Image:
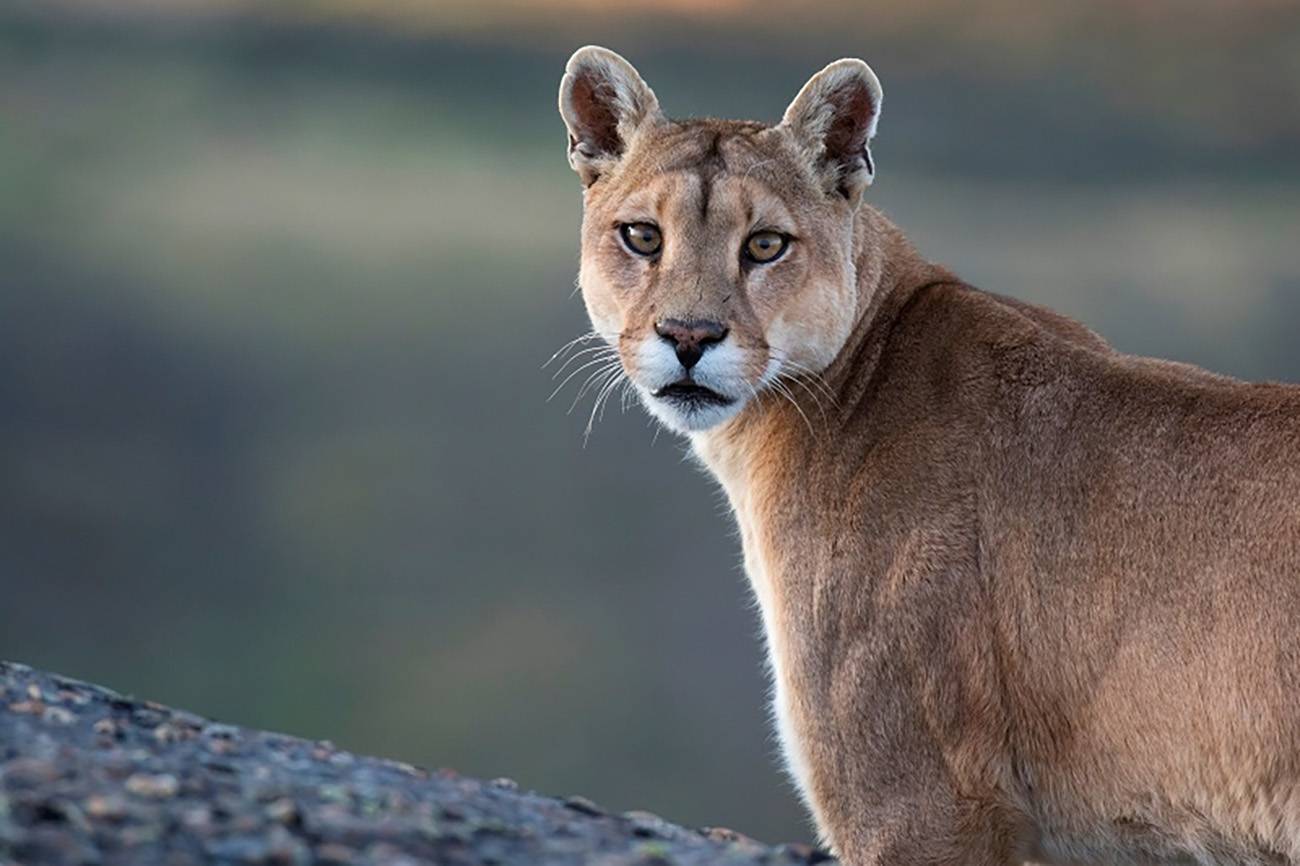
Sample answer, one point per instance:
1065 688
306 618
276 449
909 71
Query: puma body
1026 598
--
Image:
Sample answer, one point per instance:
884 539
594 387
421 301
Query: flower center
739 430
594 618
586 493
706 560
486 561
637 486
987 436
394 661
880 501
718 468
---
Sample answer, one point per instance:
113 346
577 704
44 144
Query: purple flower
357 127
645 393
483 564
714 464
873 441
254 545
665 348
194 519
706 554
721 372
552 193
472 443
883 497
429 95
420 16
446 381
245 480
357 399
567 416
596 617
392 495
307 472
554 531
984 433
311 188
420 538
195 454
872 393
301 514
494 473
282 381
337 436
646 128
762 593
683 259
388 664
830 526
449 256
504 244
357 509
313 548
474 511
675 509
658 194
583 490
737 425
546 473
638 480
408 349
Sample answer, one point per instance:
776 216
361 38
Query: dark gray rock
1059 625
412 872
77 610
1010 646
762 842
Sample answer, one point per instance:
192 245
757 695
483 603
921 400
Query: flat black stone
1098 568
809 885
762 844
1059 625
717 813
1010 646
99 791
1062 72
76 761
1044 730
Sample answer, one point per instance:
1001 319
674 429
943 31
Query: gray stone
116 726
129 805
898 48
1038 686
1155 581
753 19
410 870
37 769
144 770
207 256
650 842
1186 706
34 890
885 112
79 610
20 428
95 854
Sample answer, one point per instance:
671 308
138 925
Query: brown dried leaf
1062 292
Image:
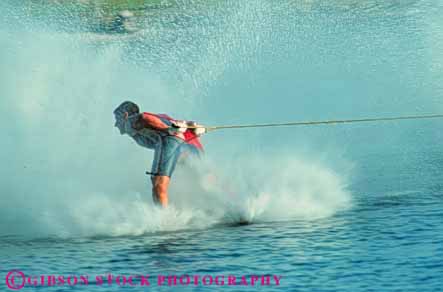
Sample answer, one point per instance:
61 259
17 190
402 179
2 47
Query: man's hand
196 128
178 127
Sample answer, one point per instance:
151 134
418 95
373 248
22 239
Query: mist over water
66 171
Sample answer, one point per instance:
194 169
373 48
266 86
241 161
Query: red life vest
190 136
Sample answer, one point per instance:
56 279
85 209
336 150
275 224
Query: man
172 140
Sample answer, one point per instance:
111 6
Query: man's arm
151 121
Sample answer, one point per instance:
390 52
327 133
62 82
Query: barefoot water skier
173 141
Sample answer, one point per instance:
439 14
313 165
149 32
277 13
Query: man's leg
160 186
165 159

__WHAT YOU HAVE TO DO__: Pick out every line in the items above that contains the word "water", and copy each of those lines.

__ANSWER BELOW__:
Query: mist over water
Query: barefoot water skier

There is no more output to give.